• Testo di lettura:
Non è con una politica che si fa garante delle compatibilità economiche, prima, o piuttosto, che dei diritti fondamentali, che si affronta il nodo della ri-mercificazione del lavoro e di una ri-mercificazione “senza mercato”. Senza occuparsi di premiare il lavoro, dargli fiducia, sostenere il contraente debole nella sua capacità e volontà di rappresentarsi come una forza che con dignità e pieno diritto si sente protagonista della produzione. E tutto questo, ahimè non si ottiene neanche dando una sterile e mistificante enfasi alle politiche della formazione e dell’empowerment, mentre diminuiscono i salari reali, aumenta la precarietà del lavoro, diminuiscono i tassi di attività, rallenta la crescita della occupazione, si ignora qualsiasi voce in materia di organizzazione del lavoro o in materia di investimento nel welfare.
In questi venti anni di flessibilità e di deregolazione del mercato del lavoro non è mai capitato che i lavoratori dipendenti italiani si sentissero un po’ meglio, nemmeno quelli più sindacalizzati, e tantomeno quelli indicati come vittime della rigidità sindacale. Questo perenne essere in punizione dei lavoratori dipendenti non sembra aver premiato il paese, il suo sviluppo, la sua competitività.
L’agire politico verso la de-mercificazione del lavoro dovrebbe investire dunque in modo armonico le questioni dello sviluppo, del lavoro e della cittadinanza e del benessere.
In questa cornice occorre tenere ben presente che, nello specifico, la regolamentazione del lavoro avviene con una strumentazione articolata e complessa dei livelli decisionali, legislativo, governativo (politichedellavoro) e contrattale, e dei livelli di gestione amministrativa, applicativa e valutativa. Discutere solo di flessibilità e di leggi in questa cornice non basta e non serve a risolvere, specie nella nostra ottica di partecipazione e di cittadinanza attiva.

• Elenco dei record:
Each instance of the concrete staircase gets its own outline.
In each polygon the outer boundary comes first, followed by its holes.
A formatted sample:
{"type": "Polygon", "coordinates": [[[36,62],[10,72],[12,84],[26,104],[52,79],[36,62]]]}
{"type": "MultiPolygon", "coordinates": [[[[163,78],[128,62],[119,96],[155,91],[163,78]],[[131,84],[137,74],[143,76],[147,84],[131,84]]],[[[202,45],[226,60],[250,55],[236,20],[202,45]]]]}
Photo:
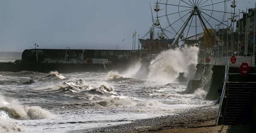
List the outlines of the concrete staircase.
{"type": "Polygon", "coordinates": [[[249,124],[253,115],[256,83],[228,82],[222,124],[249,124]]]}
{"type": "Polygon", "coordinates": [[[251,68],[250,74],[241,75],[239,67],[230,67],[228,73],[218,124],[251,124],[256,92],[256,78],[253,74],[255,69],[251,68]]]}

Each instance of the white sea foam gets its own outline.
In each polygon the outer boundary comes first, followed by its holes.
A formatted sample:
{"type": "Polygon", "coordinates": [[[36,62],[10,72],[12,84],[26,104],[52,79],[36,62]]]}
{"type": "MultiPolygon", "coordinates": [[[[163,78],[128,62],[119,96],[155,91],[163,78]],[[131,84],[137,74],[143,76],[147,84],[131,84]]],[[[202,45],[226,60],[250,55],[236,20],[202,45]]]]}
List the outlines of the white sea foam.
{"type": "Polygon", "coordinates": [[[14,100],[9,102],[4,101],[0,95],[0,110],[4,111],[9,117],[19,120],[50,119],[54,116],[49,111],[38,106],[23,107],[14,100]]]}
{"type": "Polygon", "coordinates": [[[61,74],[59,73],[57,71],[52,71],[49,72],[49,74],[51,75],[54,75],[56,76],[56,77],[61,79],[66,78],[66,77],[64,77],[61,74]]]}
{"type": "Polygon", "coordinates": [[[175,81],[179,73],[185,72],[189,77],[195,72],[199,49],[190,47],[182,49],[169,49],[160,53],[149,67],[149,77],[160,84],[175,81]]]}
{"type": "Polygon", "coordinates": [[[126,77],[133,77],[138,72],[142,66],[140,61],[131,64],[130,67],[125,72],[122,72],[122,75],[126,77]]]}

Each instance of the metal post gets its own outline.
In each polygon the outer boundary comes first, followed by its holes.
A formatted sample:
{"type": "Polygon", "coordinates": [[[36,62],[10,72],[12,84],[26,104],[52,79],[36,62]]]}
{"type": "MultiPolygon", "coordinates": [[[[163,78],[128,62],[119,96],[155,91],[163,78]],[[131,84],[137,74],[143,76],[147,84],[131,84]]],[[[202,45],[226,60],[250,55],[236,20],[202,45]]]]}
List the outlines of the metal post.
{"type": "Polygon", "coordinates": [[[215,57],[215,54],[216,53],[216,51],[215,51],[215,47],[216,46],[216,24],[215,24],[215,32],[214,32],[214,58],[215,57]]]}
{"type": "Polygon", "coordinates": [[[133,46],[134,46],[134,32],[132,33],[132,49],[131,49],[131,52],[133,50],[133,46]]]}
{"type": "MultiPolygon", "coordinates": [[[[218,26],[220,26],[220,23],[219,23],[218,26]]],[[[218,41],[218,58],[220,58],[220,30],[219,30],[219,31],[218,31],[218,37],[219,38],[219,40],[218,41]]]]}
{"type": "Polygon", "coordinates": [[[134,50],[136,49],[135,46],[136,45],[136,30],[135,30],[135,34],[134,34],[134,50]]]}
{"type": "Polygon", "coordinates": [[[239,56],[239,35],[240,34],[240,9],[238,10],[239,10],[239,17],[238,17],[238,42],[237,42],[237,56],[239,56]]]}
{"type": "Polygon", "coordinates": [[[247,7],[246,8],[246,13],[245,14],[245,30],[244,31],[244,55],[246,55],[247,53],[247,7]]]}
{"type": "MultiPolygon", "coordinates": [[[[227,17],[227,26],[228,26],[228,17],[227,17]]],[[[227,27],[227,57],[228,55],[228,33],[229,32],[229,27],[227,27]]]]}
{"type": "Polygon", "coordinates": [[[222,22],[222,39],[221,39],[221,45],[222,45],[222,47],[221,48],[221,57],[223,57],[223,45],[224,44],[224,41],[223,41],[223,34],[224,34],[224,23],[222,22]]]}
{"type": "Polygon", "coordinates": [[[234,17],[233,17],[233,28],[232,29],[232,56],[234,55],[234,17]]]}
{"type": "Polygon", "coordinates": [[[253,56],[255,55],[255,29],[256,29],[256,24],[255,24],[255,14],[256,14],[256,3],[254,4],[254,26],[253,27],[253,56]]]}

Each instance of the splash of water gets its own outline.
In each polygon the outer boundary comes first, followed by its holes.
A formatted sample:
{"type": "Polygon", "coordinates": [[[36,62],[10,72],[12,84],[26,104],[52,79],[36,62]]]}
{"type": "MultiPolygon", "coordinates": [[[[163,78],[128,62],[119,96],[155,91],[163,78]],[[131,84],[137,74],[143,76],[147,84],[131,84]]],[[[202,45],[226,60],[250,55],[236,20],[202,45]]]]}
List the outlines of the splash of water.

• Consegna A: Stabilisci se ciascuna affermazione concorda con il testo sulla ri-mercificazione del lavoro, rispondendo sì o no e citando alla lettera le parole che decidono: (i) in vent'anni di flessibilità i lavoratori dipendenti italiani non si sono mai sentiti un po' meglio; (ii) discutere solo di flessibilità e di leggi è sufficiente; (iii) i salari reali stanno aumentando.
• Consegna B: Individua nell'elenco tutte le righe che contengono la parola "white" e riportale.
L'elenco non ha alcun legame con il testo.

• Risposta scritta A:
(i) Sì: «non è mai capitato che i lavoratori dipendenti italiani si sentissero un po’ meglio».
(ii) No: «Discutere solo di flessibilità e di leggi in questa cornice non basta».
(iii) No: «mentre diminuiscono i salari reali».

• Risposta scritta B:
Each instance of the white sea foam gets its own outline.
List the outlines of the white sea foam.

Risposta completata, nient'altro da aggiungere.